BEGIN

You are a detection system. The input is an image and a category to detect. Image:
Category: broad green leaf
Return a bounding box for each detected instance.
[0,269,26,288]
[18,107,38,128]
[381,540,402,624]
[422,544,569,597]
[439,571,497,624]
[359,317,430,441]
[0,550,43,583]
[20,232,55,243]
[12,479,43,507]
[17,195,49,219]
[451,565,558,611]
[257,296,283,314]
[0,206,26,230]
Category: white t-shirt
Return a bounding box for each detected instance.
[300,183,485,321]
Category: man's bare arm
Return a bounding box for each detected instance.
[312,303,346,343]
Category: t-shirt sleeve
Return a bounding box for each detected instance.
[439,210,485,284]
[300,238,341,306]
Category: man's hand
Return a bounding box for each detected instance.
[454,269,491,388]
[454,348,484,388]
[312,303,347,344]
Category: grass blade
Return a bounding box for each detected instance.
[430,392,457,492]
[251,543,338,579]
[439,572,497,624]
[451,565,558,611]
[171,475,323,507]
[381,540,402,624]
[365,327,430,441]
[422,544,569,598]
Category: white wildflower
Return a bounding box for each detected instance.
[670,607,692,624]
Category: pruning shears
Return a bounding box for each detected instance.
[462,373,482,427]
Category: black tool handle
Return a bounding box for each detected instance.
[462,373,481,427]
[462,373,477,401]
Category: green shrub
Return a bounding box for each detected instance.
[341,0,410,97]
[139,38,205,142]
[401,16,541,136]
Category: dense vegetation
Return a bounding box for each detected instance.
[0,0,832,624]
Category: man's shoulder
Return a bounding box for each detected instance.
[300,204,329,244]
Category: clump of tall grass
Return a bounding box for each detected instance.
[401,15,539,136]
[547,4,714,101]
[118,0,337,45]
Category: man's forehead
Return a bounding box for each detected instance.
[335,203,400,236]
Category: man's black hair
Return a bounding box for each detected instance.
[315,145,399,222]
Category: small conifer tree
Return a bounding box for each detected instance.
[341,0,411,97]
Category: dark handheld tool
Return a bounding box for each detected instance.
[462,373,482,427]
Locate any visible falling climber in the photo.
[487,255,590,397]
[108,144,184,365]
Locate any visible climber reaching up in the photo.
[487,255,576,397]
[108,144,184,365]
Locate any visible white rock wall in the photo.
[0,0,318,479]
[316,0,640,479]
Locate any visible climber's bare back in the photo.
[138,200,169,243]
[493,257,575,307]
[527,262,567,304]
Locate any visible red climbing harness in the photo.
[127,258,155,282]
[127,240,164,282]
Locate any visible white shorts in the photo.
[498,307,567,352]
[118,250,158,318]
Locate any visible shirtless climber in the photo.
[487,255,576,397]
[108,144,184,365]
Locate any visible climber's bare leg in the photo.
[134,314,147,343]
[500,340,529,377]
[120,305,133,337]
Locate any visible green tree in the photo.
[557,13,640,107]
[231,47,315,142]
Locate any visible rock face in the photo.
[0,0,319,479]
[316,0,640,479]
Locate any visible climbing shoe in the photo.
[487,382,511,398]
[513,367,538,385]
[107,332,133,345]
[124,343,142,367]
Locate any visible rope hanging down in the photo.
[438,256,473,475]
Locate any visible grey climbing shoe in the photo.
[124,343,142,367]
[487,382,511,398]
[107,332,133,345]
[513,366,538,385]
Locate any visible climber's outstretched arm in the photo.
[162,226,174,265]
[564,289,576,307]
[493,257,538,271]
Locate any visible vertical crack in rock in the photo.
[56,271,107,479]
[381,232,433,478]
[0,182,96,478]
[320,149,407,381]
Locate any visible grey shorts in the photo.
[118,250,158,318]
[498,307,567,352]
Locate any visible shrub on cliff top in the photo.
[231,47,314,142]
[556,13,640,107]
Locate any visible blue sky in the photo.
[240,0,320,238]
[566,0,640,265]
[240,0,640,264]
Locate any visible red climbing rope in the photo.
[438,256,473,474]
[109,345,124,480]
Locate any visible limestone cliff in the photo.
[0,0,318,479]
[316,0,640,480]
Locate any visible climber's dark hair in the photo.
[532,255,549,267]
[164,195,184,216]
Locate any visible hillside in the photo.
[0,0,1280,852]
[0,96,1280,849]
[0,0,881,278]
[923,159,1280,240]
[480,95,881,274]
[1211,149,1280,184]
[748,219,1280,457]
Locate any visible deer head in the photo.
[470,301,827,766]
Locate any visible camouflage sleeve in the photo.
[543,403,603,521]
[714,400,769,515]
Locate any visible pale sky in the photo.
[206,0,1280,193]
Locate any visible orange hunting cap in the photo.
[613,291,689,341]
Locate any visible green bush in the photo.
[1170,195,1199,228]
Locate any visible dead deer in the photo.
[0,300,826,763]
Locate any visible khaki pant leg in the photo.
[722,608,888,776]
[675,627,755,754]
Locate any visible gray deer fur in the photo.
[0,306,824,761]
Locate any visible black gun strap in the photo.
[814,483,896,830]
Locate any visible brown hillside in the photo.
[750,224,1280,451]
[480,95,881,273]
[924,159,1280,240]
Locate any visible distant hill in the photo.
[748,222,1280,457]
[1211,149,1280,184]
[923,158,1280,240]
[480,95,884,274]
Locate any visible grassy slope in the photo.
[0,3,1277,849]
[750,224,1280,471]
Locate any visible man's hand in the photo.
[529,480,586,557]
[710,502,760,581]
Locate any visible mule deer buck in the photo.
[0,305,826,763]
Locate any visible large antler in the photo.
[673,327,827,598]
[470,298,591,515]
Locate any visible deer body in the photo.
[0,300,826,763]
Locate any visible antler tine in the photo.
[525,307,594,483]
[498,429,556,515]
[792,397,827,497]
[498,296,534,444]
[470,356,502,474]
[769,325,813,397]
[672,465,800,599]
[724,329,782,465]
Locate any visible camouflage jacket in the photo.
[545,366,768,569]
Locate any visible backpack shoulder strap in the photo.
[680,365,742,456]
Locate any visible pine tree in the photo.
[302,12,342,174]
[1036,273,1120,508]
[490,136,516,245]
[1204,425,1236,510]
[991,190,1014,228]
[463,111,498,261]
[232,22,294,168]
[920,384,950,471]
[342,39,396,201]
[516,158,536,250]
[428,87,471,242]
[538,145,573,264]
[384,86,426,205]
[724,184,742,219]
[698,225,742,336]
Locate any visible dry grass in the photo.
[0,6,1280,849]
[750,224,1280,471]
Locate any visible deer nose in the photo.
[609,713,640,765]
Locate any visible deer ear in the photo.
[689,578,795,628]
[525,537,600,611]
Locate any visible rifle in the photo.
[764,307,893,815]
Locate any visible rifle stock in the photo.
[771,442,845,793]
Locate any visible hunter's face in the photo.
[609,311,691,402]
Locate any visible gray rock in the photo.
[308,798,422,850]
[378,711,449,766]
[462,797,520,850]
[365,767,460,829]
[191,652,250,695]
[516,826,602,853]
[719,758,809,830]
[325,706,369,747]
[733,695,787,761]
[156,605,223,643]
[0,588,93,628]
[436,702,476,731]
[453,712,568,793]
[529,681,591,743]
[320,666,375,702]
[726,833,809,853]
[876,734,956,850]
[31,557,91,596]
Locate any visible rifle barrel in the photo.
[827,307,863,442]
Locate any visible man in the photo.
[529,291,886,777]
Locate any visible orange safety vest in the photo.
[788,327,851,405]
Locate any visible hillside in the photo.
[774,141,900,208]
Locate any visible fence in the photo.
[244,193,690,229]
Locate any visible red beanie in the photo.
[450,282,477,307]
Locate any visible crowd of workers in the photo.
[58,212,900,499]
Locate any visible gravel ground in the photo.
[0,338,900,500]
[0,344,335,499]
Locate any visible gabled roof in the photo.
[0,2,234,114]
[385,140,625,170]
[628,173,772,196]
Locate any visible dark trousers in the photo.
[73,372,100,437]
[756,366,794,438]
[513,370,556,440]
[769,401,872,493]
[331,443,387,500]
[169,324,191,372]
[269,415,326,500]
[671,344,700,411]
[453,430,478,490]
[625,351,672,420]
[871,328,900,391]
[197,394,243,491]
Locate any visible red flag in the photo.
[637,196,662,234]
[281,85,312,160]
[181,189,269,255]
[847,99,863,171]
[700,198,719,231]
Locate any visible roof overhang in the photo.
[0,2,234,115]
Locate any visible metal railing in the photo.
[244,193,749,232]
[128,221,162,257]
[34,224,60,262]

END

Which lines in the items above contain the string "tool"? Pick out each such line in full, matching case exactly.

Category: black tool handle
Category: dark handheld tool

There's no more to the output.